Gas elpiji tak hanya membuat kompor para warga di pesisir Maros ini bisa menyala kapan saja dibutuhkan. Tetapi juga membuat hutan mangrove kembali terjaga. Apa kaitannya?
***
GERIMIS baru saja turun hari itu, Kamis, 30 November 2023. Daeng Lewa, pria 53 tahun, duduk bersila di dipan bambu, di kolong rumahnya di Desa Pajukukang, Kecamatan Bontoa, Kabupaten Maros, Provinsi Sulawesi Selatan. Istrinya yang berdaster motif batik memanggang ikan, ditemani seorang cucu.
Sembilan ekor ikan yang dipanggang sudah hampir matang, hidung saya menangkap aroma sedap. Empat ekor di antaranya adalah ikan belanak, mirip bandeng, namun hidupnya di perairan, pada pertemuan muara sungai dan laut, tak jauh dari akar-akar mangrove.
Daeng Lewa menyebut bahwa ikan belanak baru muncul lagi akhir-akhir ini, setelah beberapa tahun tak pernah lagi bisa didapat.
“Hidupnya memang di perairan yang agak berlumpur. Lestarinya pohon mangrove sepertinya telah mengembalikan habitat ikan wau-wau,” ucapnya.
Warga di Pajukukang memang menyebut ikan belanak dengan ikan wau-wau. Ini ikan yang unik, bisa hidup di air asin maupun tawar. Secara umum bentuknya memanjang, agak langsing dan gepeng.

> **TUGAS**
Jawab pertanyaan berikut berdasarkan bacaan di atas.
(a) Berapa usia Daeng Lewa?
(b) Di desa mana rumah Daeng Lewa berada?
(c) Dengan nama apa warga Pajukukang menyebut ikan belanak?

(Data yang diambil dari sebuah koleksi)
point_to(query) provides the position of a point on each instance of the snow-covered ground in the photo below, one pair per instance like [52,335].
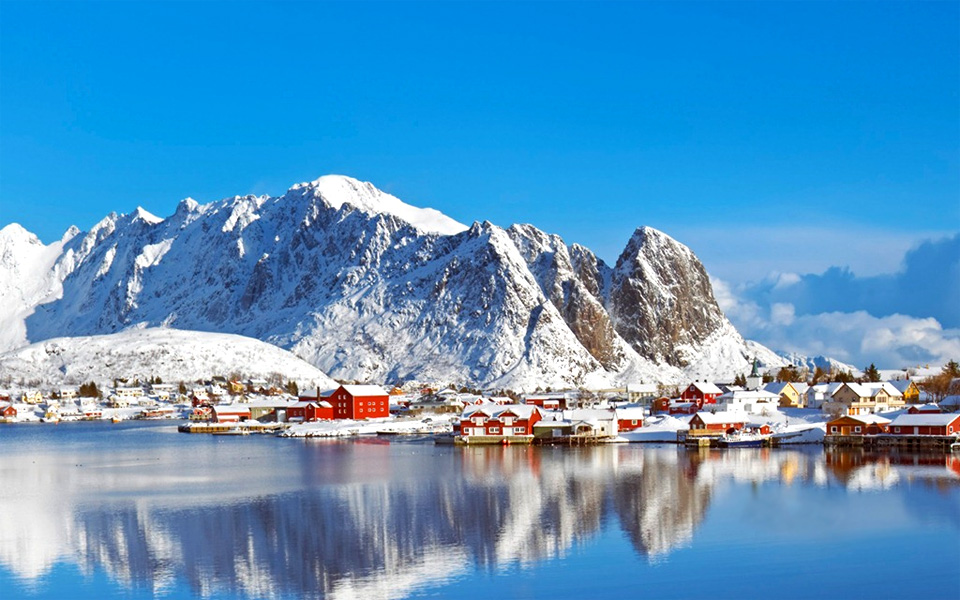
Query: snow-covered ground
[171,354]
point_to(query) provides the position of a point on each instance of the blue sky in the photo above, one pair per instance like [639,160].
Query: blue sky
[767,136]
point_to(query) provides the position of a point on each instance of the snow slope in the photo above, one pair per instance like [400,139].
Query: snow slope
[171,354]
[366,287]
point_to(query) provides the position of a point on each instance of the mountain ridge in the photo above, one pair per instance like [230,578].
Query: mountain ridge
[390,295]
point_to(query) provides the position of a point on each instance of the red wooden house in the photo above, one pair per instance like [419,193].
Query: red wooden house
[926,424]
[701,392]
[359,402]
[499,420]
[705,423]
[543,402]
[228,413]
[925,409]
[857,425]
[308,411]
[629,418]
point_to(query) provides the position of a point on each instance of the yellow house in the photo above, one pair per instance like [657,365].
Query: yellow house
[31,397]
[789,396]
[910,391]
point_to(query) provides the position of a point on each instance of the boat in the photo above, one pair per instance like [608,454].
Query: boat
[744,440]
[233,431]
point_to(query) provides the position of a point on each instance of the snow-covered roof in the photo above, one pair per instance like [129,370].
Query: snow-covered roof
[901,384]
[641,388]
[875,387]
[706,387]
[364,390]
[587,414]
[867,419]
[748,395]
[925,419]
[777,387]
[494,411]
[630,412]
[230,409]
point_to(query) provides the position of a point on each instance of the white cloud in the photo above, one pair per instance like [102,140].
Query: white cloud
[857,337]
[752,252]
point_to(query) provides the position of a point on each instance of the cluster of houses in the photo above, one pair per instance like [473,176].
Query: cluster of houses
[546,418]
[149,401]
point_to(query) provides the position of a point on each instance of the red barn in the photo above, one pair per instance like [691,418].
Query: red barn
[308,411]
[228,413]
[629,418]
[925,409]
[543,402]
[720,422]
[701,392]
[857,425]
[359,402]
[499,420]
[926,424]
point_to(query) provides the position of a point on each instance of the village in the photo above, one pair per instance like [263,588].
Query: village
[754,412]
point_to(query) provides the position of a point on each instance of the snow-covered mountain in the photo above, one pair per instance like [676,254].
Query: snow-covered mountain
[812,363]
[171,354]
[367,287]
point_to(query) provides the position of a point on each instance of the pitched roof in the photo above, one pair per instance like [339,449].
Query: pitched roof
[925,420]
[777,387]
[494,411]
[721,417]
[364,390]
[867,419]
[706,387]
[901,384]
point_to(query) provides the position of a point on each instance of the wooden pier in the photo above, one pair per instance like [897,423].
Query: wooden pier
[920,443]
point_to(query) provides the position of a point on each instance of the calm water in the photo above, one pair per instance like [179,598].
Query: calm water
[135,511]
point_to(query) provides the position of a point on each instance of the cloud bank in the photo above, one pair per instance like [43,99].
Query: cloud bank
[895,320]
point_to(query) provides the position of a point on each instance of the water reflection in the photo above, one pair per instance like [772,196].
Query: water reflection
[274,518]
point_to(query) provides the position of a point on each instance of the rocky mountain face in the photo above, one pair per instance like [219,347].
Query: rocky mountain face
[366,287]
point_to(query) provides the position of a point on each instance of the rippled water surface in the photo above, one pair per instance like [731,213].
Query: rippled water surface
[96,510]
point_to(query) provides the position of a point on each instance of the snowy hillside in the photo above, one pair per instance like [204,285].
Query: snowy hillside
[367,287]
[171,354]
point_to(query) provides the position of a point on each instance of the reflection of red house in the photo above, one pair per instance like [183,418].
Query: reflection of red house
[497,420]
[701,392]
[310,411]
[359,402]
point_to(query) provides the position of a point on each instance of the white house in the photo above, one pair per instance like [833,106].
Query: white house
[756,402]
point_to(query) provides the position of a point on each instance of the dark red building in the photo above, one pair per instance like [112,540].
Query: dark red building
[359,402]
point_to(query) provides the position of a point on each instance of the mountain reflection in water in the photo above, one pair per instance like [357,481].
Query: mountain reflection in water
[370,519]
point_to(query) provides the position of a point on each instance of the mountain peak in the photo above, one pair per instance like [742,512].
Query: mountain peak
[337,190]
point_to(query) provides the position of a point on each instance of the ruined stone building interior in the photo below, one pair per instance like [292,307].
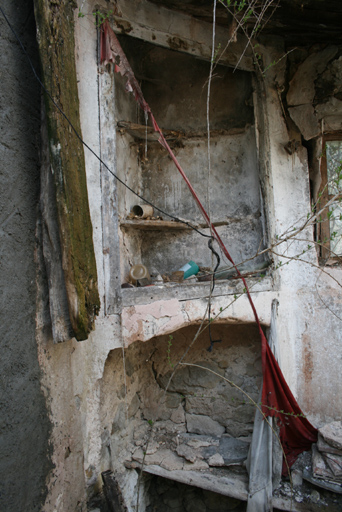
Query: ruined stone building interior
[156,407]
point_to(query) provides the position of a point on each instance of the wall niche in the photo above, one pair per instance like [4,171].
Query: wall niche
[175,86]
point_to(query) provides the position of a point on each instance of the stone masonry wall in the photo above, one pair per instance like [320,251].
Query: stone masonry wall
[24,449]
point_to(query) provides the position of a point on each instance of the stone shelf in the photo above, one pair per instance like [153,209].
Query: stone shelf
[227,483]
[141,132]
[190,290]
[153,225]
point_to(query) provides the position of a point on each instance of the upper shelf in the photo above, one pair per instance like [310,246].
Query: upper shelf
[152,225]
[143,132]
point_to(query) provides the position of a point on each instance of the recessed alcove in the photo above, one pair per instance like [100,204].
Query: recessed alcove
[175,86]
[202,423]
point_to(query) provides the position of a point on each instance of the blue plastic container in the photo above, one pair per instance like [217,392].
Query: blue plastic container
[189,269]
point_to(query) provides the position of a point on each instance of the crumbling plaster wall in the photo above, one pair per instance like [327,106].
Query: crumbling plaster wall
[76,374]
[309,300]
[25,425]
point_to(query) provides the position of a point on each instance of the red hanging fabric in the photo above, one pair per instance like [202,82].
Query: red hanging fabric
[296,432]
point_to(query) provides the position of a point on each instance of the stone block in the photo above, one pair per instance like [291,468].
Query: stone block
[216,460]
[198,441]
[178,415]
[187,452]
[133,406]
[198,424]
[297,477]
[171,461]
[198,465]
[306,121]
[335,464]
[302,85]
[319,466]
[187,378]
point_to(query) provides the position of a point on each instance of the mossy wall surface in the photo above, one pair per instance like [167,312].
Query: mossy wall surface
[55,34]
[25,427]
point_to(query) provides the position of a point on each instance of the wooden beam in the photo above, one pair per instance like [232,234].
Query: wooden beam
[181,32]
[55,34]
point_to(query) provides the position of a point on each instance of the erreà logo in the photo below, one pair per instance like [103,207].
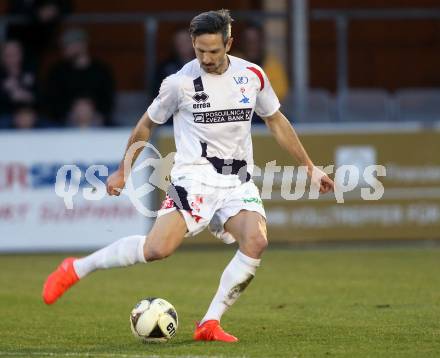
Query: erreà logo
[242,80]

> **JAWABAN LATIHAN**
(a) 53 tahun.
(b) Desa Pajukukang, Kecamatan Bontoa, Kabupaten Maros.
(c) Ikan wau-wau.